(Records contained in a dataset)
════════
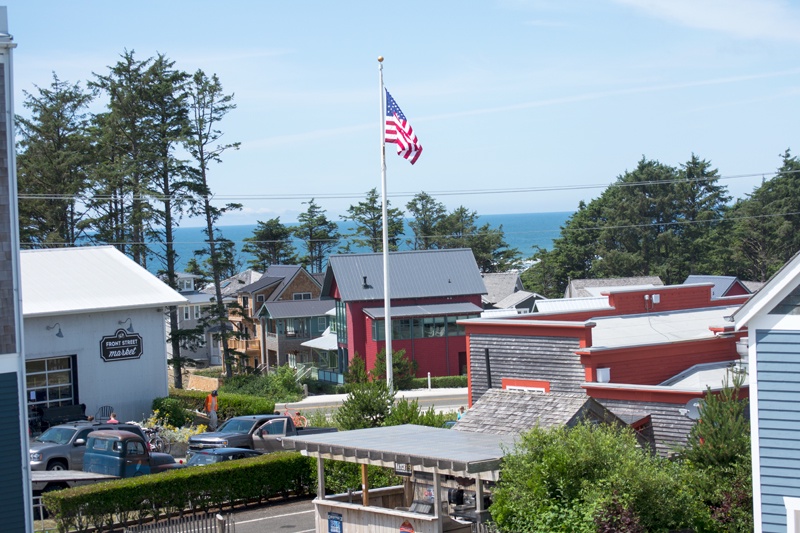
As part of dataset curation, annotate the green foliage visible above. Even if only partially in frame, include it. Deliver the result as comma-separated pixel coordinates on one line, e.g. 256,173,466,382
150,398,190,427
333,381,395,430
293,198,340,273
491,422,696,533
408,375,467,389
166,388,275,420
343,355,369,391
683,370,750,468
318,462,402,495
384,397,454,428
370,349,418,391
219,364,303,402
341,187,405,252
42,452,313,531
242,217,297,270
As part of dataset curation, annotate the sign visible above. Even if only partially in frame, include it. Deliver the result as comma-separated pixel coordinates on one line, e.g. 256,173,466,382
100,329,143,362
400,520,415,533
327,512,342,533
395,463,413,477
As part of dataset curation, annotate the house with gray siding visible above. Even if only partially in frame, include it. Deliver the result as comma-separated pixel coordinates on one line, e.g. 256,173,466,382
733,250,800,533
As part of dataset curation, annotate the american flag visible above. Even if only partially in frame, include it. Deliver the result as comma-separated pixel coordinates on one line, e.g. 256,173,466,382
385,89,422,165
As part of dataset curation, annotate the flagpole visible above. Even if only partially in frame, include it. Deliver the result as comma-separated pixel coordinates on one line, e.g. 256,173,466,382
378,56,393,394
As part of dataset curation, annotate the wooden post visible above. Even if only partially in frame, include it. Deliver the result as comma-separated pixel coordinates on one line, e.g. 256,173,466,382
404,476,413,507
433,471,443,533
361,463,369,506
317,456,325,501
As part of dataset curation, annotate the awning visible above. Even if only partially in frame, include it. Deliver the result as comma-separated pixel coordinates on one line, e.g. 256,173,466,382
282,424,515,478
301,332,337,351
363,302,483,319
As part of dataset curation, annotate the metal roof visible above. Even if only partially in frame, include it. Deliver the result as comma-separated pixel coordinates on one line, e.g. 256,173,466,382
588,305,740,349
323,249,486,302
301,330,337,351
282,424,515,476
534,297,612,314
683,275,749,298
258,299,334,319
363,302,482,319
21,246,186,317
565,276,663,298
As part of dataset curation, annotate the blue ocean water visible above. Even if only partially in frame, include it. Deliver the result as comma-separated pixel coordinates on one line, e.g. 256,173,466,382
162,211,571,273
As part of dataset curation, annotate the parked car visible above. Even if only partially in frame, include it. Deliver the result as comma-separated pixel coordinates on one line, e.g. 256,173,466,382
187,414,337,457
83,430,182,477
185,448,263,466
29,421,147,471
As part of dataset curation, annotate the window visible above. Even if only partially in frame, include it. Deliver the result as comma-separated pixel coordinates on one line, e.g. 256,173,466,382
242,296,250,310
446,316,459,337
318,316,327,331
285,318,310,338
293,292,312,300
193,305,201,319
770,285,800,315
256,294,265,303
126,441,145,455
183,306,190,321
372,319,386,341
179,279,193,291
26,356,75,412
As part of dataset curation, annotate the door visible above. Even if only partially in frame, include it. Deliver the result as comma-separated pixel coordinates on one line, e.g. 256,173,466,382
123,440,150,477
70,427,94,470
253,419,287,452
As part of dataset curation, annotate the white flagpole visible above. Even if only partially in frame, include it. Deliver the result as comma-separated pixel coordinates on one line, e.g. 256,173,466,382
378,56,393,394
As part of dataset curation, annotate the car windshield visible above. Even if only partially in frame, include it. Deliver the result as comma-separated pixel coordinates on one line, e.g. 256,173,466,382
35,427,77,445
187,453,223,466
215,419,256,434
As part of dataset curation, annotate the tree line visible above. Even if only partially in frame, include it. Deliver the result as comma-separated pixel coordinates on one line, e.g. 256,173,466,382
521,152,800,298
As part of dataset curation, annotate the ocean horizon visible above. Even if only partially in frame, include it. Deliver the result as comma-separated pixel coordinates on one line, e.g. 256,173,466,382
159,211,572,274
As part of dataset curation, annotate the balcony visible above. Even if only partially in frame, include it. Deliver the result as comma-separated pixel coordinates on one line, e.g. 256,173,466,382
228,339,261,356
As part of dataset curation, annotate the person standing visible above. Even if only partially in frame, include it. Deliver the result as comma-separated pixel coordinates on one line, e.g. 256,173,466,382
205,390,218,431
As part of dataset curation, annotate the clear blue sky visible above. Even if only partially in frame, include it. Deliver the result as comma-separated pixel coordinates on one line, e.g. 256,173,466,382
3,1,799,226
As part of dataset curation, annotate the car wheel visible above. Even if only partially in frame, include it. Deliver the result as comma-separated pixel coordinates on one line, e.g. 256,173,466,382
47,460,68,471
════════
- Brief: A faithful copy is needed: reproduce all of the data above, leaving the pictures out.

- Reply:
As part of dataset curation, annotate the green foliage visible above. Even if only partially in frame, include it. Deliver the result as comma-separated pixel coordinates on one line, e.g. 256,173,466,382
150,398,190,427
333,381,395,430
293,198,340,273
491,422,696,533
408,375,467,389
166,388,275,420
343,355,369,391
683,370,750,468
318,462,402,495
384,397,454,428
370,349,418,391
219,364,303,402
341,187,405,252
42,452,313,531
242,217,297,270
As part of dataset curation, annotate the sign visible above. Even if only partially in frame, include it. Deliver the result as comma-separated pixel coordinates on one line, e.g. 256,173,466,382
100,329,143,362
400,520,415,533
327,512,342,533
395,463,413,477
As part of dataset curation, annotate the house with gray siding visible above. Even if only partially in frame, include it. Deliver the result as comma-separated pixel coordinates on one line, e.g. 256,173,466,382
733,250,800,533
As part of dataset curation, annotate the american flag visible above. Even if only partially in frame, include it. Deliver the result as comma-separated pixel coordinates on one line, e.g. 256,173,466,382
385,89,422,165
As part of dataset curation, annotate the flagpole visible above. Even if only partially in frame, include it. Deliver the result as comma-separated pixel coordinates on one line, e.g. 256,173,466,382
378,56,393,394
As part of dataset curation, annotate the wooden post visible above. Even if only partially in frame, include it. Deliver the result as comma-separated pixel coordinates on one line, e.g. 256,173,466,382
404,476,413,507
433,471,443,533
361,463,369,506
317,456,325,501
As part of dataset curation, annotate the awning visible above. Even if only partially in frame, include it. Deliver the result as comma-separated pixel coordinates on one line, e.g. 256,173,466,382
282,424,515,478
301,332,337,351
363,302,483,319
As part of dataset curation, annotate the metal roof visible above. Even if only partially in frame, include it. Deliver the result as comma-separated pixel coordinates on one line, e.g. 256,173,466,382
588,305,740,349
323,249,486,302
301,330,337,351
282,424,515,476
534,297,612,314
683,275,749,298
258,299,334,319
363,302,482,319
21,246,186,317
565,276,663,298
As part of dataset curation, annotate the blue ocean water visible above. Even if only partially in frame, include it. Deliver the result as comma-separated pixel coordinates on one line, e.g. 256,173,466,382
162,211,571,273
As part of dataset curation, annotate the parked car visible above. Even if only partially in frame, include it. Deliver the result as comma-separated pixel coordinates on one line, e.g. 256,173,466,382
187,414,337,457
83,430,182,477
185,448,263,466
29,421,147,471
As part of dataset curation, annotate the window visible above. Even if only partially in frame, include it. Deliver the result as comma-separated pixel coordinates on one line, e.g. 256,173,466,382
242,296,250,310
446,316,459,337
318,316,327,331
285,318,310,338
293,292,312,300
193,305,201,319
770,285,800,315
256,294,265,303
126,441,145,455
183,306,190,321
372,319,386,341
179,279,193,291
26,356,75,412
As part of dataset curation, annotate the door visible above. Even if only partially in frame, include it. Deliver the result as comma-separated pixel coordinates on one line, e.g. 256,173,466,382
123,440,150,477
70,427,94,470
253,419,287,452
As part of dataset curation, annotate the white flagpole visible above. Even if only partially in frame, include it. Deliver the result as comma-separated pixel coordinates on one line, e.g. 256,173,466,382
378,56,393,394
As part of dataset curation, annotate the car windshield visible above. Even if only partially in frame, include it. Deliver the result as comma-separated pixel coordinates on one line, e.g. 256,173,466,382
35,427,77,445
187,453,223,466
215,419,256,434
As part of dataset curation, annotate the tree line visible above. Even if only partially in frame, include it. Deliver the result as comma-separated pixel coordinates on one line, e.g. 256,173,466,382
521,152,800,298
As part of dataset curation, annotate the ocean horizon visible above. Even if only partially in frame, include it. Deliver the result as comma-separated pixel coordinates on one line, e.g. 256,173,466,382
159,211,572,274
As part of dataset curation, annotate the balcony visible above. Even if only partially in frame, include it. Deliver the result as comma-separated pixel coordinates on one line, e.g. 256,173,466,382
228,339,261,356
As part of dataset curation, annotate the person standing visible above. Even if only partially in frame, include it. Deliver the result as comma-separated pixel coordinates on one line, e.g. 256,173,466,382
205,390,218,431
As part of dataset curation, annotate the clear blue sky visible above. Even if only partially in frame, include it. Deliver the result as comma-separated pixel coordinates on one line, e.g. 256,173,466,382
3,1,799,226
As part of dataset curation, annotate the car wheel visible above. Even if only partially in frame, include it. Deliver the result as comma-separated pixel coordinates on one line, e.g. 256,173,466,382
47,460,68,471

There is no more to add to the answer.